__Exercise objective__
For each entry that follows, write out an identical copy.

__Source data__
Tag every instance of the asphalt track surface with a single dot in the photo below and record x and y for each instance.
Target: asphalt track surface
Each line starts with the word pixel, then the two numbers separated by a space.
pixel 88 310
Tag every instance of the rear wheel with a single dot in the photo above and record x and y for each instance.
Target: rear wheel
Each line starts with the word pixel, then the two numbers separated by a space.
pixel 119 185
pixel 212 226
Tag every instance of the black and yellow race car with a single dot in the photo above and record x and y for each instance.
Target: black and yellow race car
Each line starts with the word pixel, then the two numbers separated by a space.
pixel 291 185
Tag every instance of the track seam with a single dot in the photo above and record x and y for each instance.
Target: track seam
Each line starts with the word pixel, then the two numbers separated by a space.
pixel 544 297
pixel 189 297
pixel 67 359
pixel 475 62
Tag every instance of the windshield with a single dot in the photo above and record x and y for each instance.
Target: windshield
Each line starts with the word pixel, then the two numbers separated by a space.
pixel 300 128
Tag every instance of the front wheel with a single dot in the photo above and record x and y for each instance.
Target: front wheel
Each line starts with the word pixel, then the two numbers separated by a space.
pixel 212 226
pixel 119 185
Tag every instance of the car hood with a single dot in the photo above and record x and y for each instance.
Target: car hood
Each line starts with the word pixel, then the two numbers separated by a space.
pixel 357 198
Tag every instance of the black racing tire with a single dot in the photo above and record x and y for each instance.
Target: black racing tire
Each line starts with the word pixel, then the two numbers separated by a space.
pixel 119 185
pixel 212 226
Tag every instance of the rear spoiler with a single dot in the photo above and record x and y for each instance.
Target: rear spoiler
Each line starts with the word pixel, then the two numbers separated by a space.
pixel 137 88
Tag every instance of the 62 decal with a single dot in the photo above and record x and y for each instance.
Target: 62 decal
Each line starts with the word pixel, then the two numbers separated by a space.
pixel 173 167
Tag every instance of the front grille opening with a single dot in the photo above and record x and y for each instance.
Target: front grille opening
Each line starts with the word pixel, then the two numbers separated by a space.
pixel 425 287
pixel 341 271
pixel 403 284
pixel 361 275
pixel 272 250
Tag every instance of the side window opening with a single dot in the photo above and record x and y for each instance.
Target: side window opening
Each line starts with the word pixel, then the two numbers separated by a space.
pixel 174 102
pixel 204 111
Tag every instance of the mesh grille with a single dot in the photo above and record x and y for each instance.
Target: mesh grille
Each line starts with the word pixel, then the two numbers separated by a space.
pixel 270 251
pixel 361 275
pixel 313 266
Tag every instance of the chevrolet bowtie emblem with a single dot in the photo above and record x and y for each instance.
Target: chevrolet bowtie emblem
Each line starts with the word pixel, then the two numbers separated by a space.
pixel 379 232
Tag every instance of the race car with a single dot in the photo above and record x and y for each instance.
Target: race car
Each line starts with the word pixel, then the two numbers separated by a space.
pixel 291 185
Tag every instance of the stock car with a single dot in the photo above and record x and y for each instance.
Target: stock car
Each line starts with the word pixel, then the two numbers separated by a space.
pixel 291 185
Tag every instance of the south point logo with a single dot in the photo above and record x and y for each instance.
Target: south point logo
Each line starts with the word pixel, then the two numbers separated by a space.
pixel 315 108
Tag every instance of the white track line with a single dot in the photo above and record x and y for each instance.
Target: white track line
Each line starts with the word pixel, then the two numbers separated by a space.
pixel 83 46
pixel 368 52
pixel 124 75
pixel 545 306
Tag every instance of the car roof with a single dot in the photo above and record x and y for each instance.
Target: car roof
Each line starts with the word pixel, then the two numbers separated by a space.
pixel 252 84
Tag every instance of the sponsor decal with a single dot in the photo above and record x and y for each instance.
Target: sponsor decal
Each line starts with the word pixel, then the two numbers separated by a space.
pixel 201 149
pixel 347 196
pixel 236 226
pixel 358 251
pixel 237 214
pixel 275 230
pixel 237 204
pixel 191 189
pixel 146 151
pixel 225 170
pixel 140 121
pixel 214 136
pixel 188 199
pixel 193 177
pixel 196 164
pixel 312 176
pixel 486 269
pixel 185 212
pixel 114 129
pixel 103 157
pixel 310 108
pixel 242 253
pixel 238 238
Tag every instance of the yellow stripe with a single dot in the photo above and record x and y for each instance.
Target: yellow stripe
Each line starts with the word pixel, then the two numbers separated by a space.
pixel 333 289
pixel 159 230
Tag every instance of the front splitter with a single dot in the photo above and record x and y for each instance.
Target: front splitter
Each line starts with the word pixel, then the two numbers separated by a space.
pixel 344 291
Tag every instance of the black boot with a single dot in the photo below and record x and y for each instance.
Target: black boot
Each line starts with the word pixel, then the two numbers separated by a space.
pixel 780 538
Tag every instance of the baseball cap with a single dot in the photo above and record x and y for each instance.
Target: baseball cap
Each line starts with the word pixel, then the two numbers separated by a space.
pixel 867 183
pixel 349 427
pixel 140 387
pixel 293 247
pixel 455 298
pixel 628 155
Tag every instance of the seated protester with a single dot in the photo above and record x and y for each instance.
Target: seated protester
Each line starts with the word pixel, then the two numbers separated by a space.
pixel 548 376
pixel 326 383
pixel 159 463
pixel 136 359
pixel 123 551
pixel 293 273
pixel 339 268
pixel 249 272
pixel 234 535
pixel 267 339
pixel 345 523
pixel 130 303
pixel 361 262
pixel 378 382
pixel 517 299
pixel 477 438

__Expected answer__
Tag every instance of the asphalt track surface with a single dot in the photo below and record x and y for each instance.
Target: asphalt track surface
Each line starts with the word pixel, then the two numbers separated by a space.
pixel 88 310
Tag every instance of the rear wheel with a single dot in the photo above and record x and y for each instance.
Target: rear wheel
Each line starts with the word pixel, then the two numbers separated by a space.
pixel 119 185
pixel 212 226
Tag every instance of the black and yellow race car with a single dot in the photo above and record x and y for each instance.
Target: black and yellow race car
Each line starts with the word pixel, then the two numbers separated by a space.
pixel 291 185
Tag every instance of the track seam with a single dot in the photo above and record x and y for each instance.
Target: track seam
Each line starts with the word pixel, then the two numbers separated by a space.
pixel 544 297
pixel 189 297
pixel 67 359
pixel 475 62
Tag every instance of the windshield with a single dot in the photo above and record x and y for each instance.
Target: windshield
Each line starts with the word pixel, then the two numbers separated by a space.
pixel 300 128
Tag every instance of the front wheel with a single dot in the photo above and record x and y for each instance.
Target: front wheel
Each line starts with the word pixel, then the two numbers separated by a space.
pixel 212 226
pixel 119 185
Tag every instance of the car hood with a single dot in the photo above and record x and y for each instance.
Target: car hood
Each line starts with the word pixel, then the two numbers separated by a space.
pixel 357 198
Tag every instance of the black racing tire with a single dot in the photo above and record x and y for each instance.
Target: black racing tire
Each line starts with the word pixel, then the two numbers separated by a space.
pixel 119 185
pixel 212 226
Tag every instance of the rear spoiler with a single dot in the photo above and record x and y for each instance.
Target: rear spoiler
Each line starts with the word pixel, then the two numbers separated by a space.
pixel 137 88
Tag every instance of the 62 decal with a single dot in the photo above and record x and y for each instance.
Target: 62 decal
Each line starts with the word pixel, then the two numbers separated by a space.
pixel 173 167
Tag every instance of the front grille opening with a single dot in the photo above and record x and y for each instance.
Target: front grille opening
Each line starts with the word pixel, then the two numbers separated by a space.
pixel 425 287
pixel 341 271
pixel 403 284
pixel 361 275
pixel 272 250
Tag every instance of the side window opening with a single dot in the photo above and record x and y for each instance.
Target: side window opening
Each line starts with the word pixel, then the two numbers separated by a space.
pixel 174 102
pixel 204 111
Tag every instance of the mesh grille with a single dot in the photo above and record x and y for each instance.
Target: mesh grille
Each line starts with the word pixel, then the two numbers separated by a space.
pixel 270 251
pixel 361 275
pixel 313 266
Tag every instance of the chevrolet bowtie emblem with a single dot in the photo above and record x and y for each instance.
Target: chevrolet bowtie emblem
Each line starts with the word pixel, then the two numbers separated by a space.
pixel 379 232
Tag every instance of the race car with a single dot in the photo above and record x and y for each instance.
Target: race car
Each line starts with the word pixel, then the two numbers separated by a space.
pixel 291 185
Tag every instance of the stock car with a single dot in the photo above and record x and y for each instance.
Target: stock car
Each line starts with the word pixel, then the two numbers separated by a space.
pixel 291 185
Tag every instance of the south point logo with a single dot in the photo above and record x and y for each instance.
Target: south point logo
Each line starts with the word pixel, then the two numbers separated by a space.
pixel 315 108
Tag every instance of the white track line with a single dot in the photo above and record x and y for each instance.
Target: white track line
Each line starts with the word pixel, then the two numbers separated by a space.
pixel 83 46
pixel 368 52
pixel 124 75
pixel 545 306
Tag every instance of the car roof with a single dot in the photo above and record x and y for each instance.
Target: car roof
Each line starts with the word pixel, then the two numbers separated by a space.
pixel 252 84
Tag every instance of the sponsor decal with a single dot in the photo above and record x and y for each instance.
Target: sponsor decal
Each line starts with the word pixel, then the two numbers separated by a space.
pixel 201 149
pixel 347 196
pixel 236 226
pixel 358 251
pixel 237 214
pixel 275 230
pixel 237 204
pixel 191 189
pixel 146 151
pixel 225 170
pixel 140 121
pixel 214 136
pixel 188 199
pixel 193 177
pixel 196 164
pixel 312 176
pixel 486 269
pixel 185 212
pixel 114 129
pixel 103 157
pixel 310 108
pixel 242 253
pixel 238 238
Tag every instance of the yellow stripe with a single dot in the photo above and record x and y for each instance.
Target: yellow stripe
Each line starts with the word pixel, then the two numbers separated by a space.
pixel 333 289
pixel 159 230
Tag every instance of the front splitter with a single dot in the photo above and record x and y for each instance.
Target: front splitter
Each line starts with the word pixel, then the two numbers separated by a space.
pixel 344 291
Tag every instance of the black boot with a single dot in the photo below and record x and y for each instance.
Target: black boot
Each line starts with the word pixel, then the two numbers separated by a space.
pixel 780 538
Tag every instance of the baseball cap with a single dot in the photo above and record x and y for each instance.
Target: baseball cap
Each line starts with the word pixel, then the two numbers separated by a space.
pixel 867 183
pixel 349 427
pixel 140 387
pixel 293 247
pixel 455 298
pixel 628 155
Tag every instance of the seated protester with a single dot in the photo above and record x and y for each instance.
Target: seated protester
Each line starts with the word pixel, then the two numbers separated by a space.
pixel 548 376
pixel 326 383
pixel 159 463
pixel 136 359
pixel 123 551
pixel 293 273
pixel 339 268
pixel 249 272
pixel 234 535
pixel 267 339
pixel 345 523
pixel 130 303
pixel 361 262
pixel 378 382
pixel 517 299
pixel 477 438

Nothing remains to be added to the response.